Entries drawn from a collection:
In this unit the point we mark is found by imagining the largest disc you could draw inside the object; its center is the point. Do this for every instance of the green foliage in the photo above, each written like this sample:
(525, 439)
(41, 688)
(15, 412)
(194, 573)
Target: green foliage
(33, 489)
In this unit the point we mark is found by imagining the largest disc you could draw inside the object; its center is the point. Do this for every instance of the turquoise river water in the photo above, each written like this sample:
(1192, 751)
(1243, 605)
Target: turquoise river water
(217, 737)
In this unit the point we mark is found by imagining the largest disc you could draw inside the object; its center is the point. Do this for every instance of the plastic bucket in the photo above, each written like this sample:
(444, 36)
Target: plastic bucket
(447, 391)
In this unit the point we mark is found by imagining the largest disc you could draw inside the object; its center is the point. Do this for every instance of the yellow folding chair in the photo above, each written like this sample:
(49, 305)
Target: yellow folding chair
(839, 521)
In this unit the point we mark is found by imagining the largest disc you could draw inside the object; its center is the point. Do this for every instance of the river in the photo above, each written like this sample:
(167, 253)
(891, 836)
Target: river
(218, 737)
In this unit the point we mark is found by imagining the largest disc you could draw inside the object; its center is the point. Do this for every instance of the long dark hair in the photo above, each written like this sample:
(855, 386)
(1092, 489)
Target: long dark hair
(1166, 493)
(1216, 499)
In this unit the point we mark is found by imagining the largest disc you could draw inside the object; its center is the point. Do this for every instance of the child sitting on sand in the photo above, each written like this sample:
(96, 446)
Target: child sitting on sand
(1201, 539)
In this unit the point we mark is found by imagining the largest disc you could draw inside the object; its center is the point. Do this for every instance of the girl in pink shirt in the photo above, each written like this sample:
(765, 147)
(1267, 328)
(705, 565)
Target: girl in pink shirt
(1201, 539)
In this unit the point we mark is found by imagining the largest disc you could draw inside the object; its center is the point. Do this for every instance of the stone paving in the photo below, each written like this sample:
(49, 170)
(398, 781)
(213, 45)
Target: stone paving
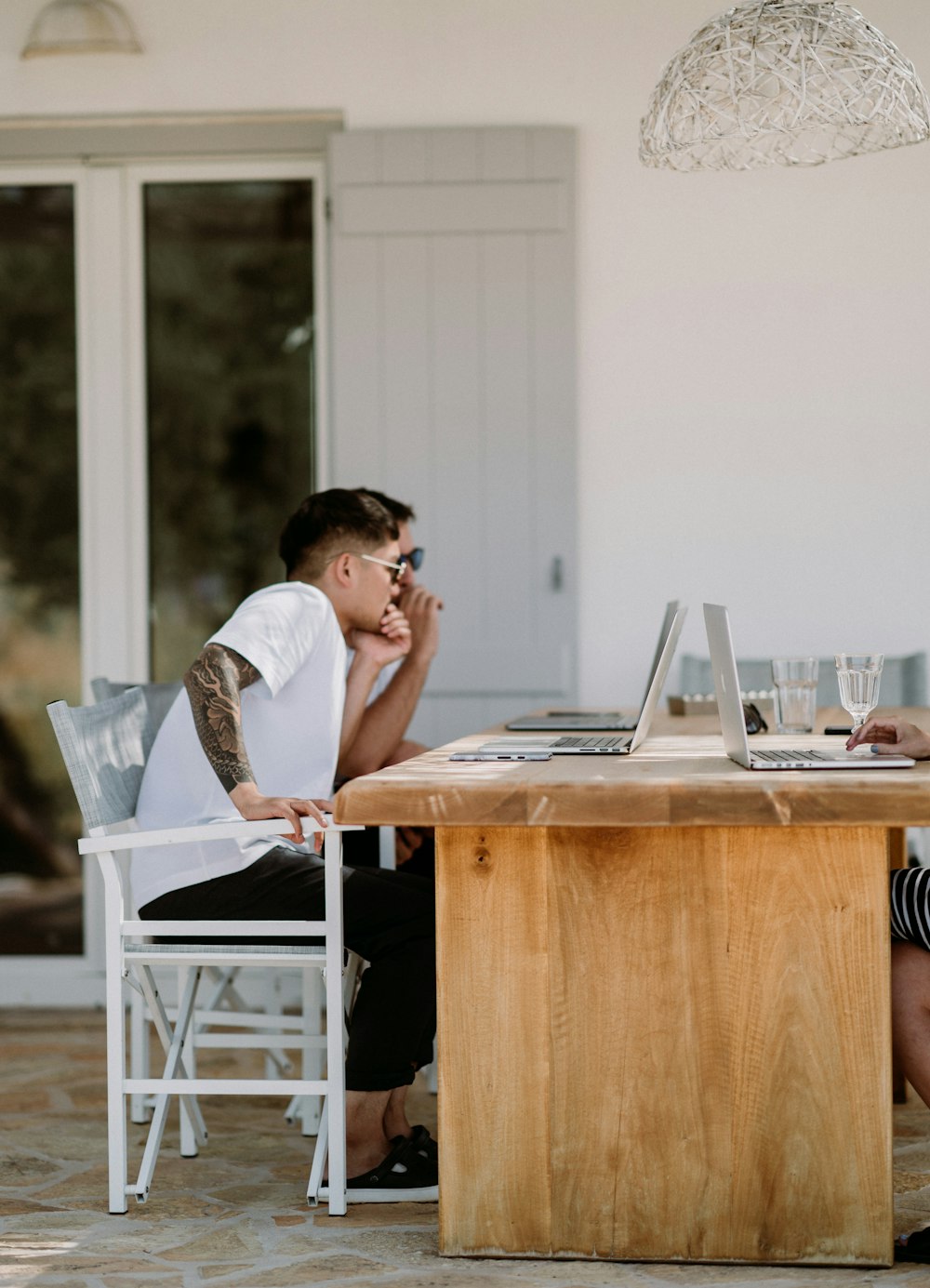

● Given task
Gather and copy out every line of the data above that contains the word "Target". Case counts.

● Output
Target: green foliage
Target: turquoise river water
Target: plastic bucket
Target: yellow folding chair
Target: river
Target: long dark hair
Target: child sitting on sand
Target: girl in pink shirt
Target: stone paving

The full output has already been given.